::: 발췌 데이터 :::

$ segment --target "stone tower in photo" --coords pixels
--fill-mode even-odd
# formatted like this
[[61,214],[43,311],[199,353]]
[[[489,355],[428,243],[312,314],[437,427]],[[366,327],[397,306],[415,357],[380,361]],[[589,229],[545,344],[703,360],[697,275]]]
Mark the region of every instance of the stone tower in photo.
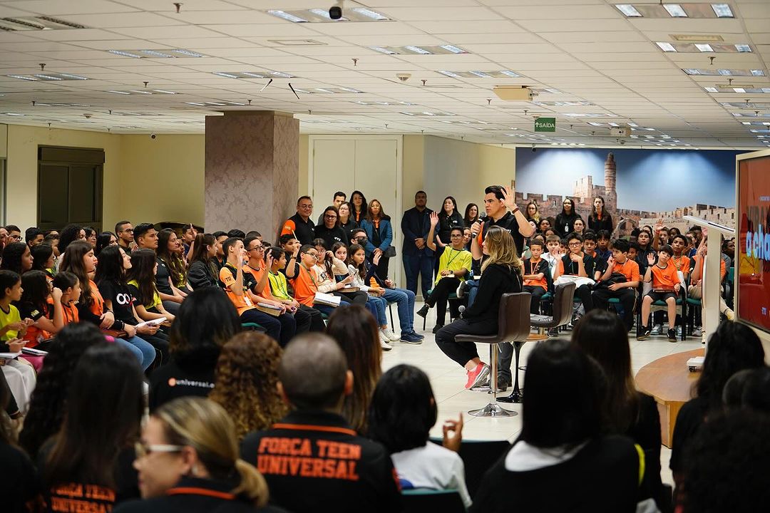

:::

위 목록의 모든 줄을 한 글자도 바꾸지 말고 그대로 옮겨 적되, 그림은 넣지 마세요.

작업 결과
$ segment --target "stone tower in photo" --coords pixels
--fill-mode even-odd
# formatted like this
[[61,214],[43,311],[199,353]]
[[[489,355],[428,243],[312,314],[437,427]],[[366,327],[397,306],[415,357],[380,361]],[[589,229],[545,344],[703,360],[697,275]]]
Mark the region of every instance of the stone tower in photo.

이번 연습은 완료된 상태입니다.